— Tarefas —
1: Com que idade morreu Samuel Ruiz Garcia, segundo o texto sobre o bispo Samuel Ruiz?
2: Por favor, transcreva o trecho do texto sobre o bispo Samuel Ruiz que começa em "Samuel Ruiz dirigiu" e termina em "pela IHU On-Line.".

25 Janeiro 2011
O bispo aposentado Samuel Ruiz Garcia, conhecido como o lutador a favor dos pobres e indígenas no sul do México, morreu de complicações decorrentes de doenças de longa data no dia 24 de janeiro. Ele tinha 86 anos.
Samuel Ruiz dirigiu a diocese de San Cristobal de Las Casas, de 1960 a 2000, e, de 1994 a 1998, mediou uma comissão pelo fim pelo conflito entre o governo mexicano e o Exército Zapatista de Libertação Nacional, no estado de Chiapas.
A reportagem é de David Agren, publicada no Catholic News Service, 25-01-2011. A tradução é de Anne Ledur e revisada pela IHU On-Line.
Por seu trabalho com a população indígena do estado de Chiapas, ele recebeu ameaças de morte e, em 2002, foi ganhador do Prêmio da Paz Niwano por ajudar a "melhorar a situação social das comunidades indígenas do México" e por seu trabalho no sentido da "recuperação e preservação de suas culturas nativas".

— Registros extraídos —
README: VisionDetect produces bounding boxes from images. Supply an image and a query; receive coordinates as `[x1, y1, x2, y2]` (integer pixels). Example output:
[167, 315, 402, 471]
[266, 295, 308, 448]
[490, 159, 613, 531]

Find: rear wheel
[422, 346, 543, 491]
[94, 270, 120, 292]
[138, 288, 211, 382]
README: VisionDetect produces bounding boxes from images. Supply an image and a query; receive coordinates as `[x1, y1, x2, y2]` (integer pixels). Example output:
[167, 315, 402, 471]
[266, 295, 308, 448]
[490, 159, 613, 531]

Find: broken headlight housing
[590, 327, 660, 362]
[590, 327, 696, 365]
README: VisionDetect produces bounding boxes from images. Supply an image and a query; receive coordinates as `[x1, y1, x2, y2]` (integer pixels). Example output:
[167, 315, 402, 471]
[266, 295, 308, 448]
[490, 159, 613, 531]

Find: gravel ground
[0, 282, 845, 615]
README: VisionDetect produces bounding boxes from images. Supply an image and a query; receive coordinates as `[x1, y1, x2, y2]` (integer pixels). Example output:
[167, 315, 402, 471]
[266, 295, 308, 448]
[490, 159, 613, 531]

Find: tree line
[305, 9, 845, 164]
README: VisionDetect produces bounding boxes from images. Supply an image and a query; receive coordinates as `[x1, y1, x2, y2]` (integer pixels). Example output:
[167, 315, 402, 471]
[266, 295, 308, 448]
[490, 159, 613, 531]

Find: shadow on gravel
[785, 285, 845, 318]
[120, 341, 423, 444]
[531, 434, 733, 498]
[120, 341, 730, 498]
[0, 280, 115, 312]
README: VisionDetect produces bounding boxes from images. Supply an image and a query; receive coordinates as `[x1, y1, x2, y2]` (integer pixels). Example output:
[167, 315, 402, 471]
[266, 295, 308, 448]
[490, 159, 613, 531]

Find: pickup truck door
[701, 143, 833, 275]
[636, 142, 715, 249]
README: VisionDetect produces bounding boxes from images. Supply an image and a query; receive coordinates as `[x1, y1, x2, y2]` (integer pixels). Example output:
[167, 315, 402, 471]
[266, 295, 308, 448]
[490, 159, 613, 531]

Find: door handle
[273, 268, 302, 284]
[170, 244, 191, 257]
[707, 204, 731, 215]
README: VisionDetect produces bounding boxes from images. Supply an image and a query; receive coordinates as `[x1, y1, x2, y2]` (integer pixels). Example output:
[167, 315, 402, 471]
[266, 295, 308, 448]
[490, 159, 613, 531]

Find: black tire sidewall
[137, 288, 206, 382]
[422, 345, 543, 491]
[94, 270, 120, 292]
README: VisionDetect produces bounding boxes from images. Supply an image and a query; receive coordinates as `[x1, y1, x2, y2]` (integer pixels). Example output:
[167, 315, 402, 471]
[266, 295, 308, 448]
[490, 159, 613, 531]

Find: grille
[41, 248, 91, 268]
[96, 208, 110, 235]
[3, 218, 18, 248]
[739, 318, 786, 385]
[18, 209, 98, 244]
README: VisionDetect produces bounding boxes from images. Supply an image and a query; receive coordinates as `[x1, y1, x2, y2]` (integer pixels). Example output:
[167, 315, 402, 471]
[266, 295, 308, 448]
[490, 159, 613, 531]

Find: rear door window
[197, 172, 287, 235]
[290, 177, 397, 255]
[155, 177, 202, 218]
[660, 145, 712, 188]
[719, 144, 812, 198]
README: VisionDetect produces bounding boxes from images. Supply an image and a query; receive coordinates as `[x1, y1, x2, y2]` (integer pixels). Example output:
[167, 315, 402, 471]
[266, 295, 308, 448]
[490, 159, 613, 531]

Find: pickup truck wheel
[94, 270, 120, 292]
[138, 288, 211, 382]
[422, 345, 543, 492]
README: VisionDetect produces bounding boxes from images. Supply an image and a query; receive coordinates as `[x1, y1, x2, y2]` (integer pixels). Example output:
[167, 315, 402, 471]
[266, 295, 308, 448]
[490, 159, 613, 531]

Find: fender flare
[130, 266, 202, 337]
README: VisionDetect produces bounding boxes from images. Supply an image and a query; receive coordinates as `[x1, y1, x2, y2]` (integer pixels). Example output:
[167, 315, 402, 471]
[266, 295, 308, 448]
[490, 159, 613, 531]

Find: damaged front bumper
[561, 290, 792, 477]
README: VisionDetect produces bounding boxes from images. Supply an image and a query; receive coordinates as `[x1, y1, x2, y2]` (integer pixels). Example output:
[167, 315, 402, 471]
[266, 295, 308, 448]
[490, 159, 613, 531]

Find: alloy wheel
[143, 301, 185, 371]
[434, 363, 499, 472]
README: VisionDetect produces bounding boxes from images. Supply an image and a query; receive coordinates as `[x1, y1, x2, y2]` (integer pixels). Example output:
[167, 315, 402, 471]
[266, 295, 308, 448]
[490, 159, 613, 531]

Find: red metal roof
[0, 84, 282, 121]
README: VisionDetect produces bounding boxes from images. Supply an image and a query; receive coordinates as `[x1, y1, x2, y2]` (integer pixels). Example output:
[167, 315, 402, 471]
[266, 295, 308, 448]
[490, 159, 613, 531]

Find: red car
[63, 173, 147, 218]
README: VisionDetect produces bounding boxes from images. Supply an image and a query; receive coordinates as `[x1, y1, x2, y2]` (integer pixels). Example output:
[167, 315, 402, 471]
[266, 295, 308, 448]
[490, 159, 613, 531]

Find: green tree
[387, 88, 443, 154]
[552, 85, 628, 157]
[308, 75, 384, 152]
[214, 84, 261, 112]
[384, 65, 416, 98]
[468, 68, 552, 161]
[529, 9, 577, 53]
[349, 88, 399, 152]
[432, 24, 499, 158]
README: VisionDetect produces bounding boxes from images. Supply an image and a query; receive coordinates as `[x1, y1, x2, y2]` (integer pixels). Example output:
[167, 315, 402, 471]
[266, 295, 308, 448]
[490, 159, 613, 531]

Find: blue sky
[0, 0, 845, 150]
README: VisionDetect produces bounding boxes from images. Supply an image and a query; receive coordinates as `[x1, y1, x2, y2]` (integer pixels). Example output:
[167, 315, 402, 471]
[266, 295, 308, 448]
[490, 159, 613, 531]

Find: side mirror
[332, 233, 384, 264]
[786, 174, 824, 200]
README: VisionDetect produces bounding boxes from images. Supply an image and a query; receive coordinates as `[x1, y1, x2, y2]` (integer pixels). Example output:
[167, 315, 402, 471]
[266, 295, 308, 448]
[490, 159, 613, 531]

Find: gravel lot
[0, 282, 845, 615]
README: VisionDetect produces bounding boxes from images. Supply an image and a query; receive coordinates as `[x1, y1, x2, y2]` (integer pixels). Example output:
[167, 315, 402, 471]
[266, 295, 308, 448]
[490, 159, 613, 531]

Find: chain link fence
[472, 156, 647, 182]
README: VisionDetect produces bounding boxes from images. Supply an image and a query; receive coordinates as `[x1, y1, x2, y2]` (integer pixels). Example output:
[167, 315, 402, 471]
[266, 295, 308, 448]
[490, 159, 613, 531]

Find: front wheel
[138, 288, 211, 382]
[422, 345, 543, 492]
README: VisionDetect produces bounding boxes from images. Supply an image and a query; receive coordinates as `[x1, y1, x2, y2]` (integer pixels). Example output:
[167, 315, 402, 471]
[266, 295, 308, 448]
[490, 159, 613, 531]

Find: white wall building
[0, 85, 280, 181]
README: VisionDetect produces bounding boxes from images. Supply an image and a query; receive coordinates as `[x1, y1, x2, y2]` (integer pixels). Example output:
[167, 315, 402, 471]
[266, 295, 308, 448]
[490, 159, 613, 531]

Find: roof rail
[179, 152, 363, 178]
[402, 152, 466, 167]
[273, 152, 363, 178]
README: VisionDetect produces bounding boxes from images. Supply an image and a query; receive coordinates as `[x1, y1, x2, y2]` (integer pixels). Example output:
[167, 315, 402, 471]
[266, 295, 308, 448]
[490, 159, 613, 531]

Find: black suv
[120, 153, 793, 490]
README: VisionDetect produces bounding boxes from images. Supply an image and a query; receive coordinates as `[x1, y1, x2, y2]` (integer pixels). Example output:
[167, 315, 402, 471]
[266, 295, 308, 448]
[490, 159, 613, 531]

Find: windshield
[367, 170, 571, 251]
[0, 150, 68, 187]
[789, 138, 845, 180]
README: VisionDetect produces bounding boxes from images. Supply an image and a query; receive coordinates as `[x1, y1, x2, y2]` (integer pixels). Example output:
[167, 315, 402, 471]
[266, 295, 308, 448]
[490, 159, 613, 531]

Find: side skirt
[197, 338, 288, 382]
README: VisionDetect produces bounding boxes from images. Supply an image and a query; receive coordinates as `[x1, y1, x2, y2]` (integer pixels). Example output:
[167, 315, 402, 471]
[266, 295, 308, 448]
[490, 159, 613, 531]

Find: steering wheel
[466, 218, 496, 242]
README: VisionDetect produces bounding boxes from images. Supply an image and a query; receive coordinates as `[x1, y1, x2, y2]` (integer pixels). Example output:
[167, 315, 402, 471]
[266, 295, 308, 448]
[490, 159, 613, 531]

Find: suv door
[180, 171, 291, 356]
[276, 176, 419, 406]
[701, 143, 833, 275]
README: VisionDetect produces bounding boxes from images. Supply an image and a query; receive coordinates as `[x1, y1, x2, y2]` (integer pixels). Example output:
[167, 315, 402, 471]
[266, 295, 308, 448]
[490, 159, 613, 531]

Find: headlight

— Respostas esperadas —
1: 86 anos.

2:
Samuel Ruiz dirigiu a diocese de San Cristobal de Las Casas, de 1960 a 2000, e, de 1994 a 1998, mediou uma comissão pelo fim pelo conflito entre o governo mexicano e o Exército Zapatista de Libertação Nacional, no estado de Chiapas.
A reportagem é de David Agren, publicada no Catholic News Service, 25-01-2011. A tradução é de Anne Ledur e revisada pela IHU On-Line.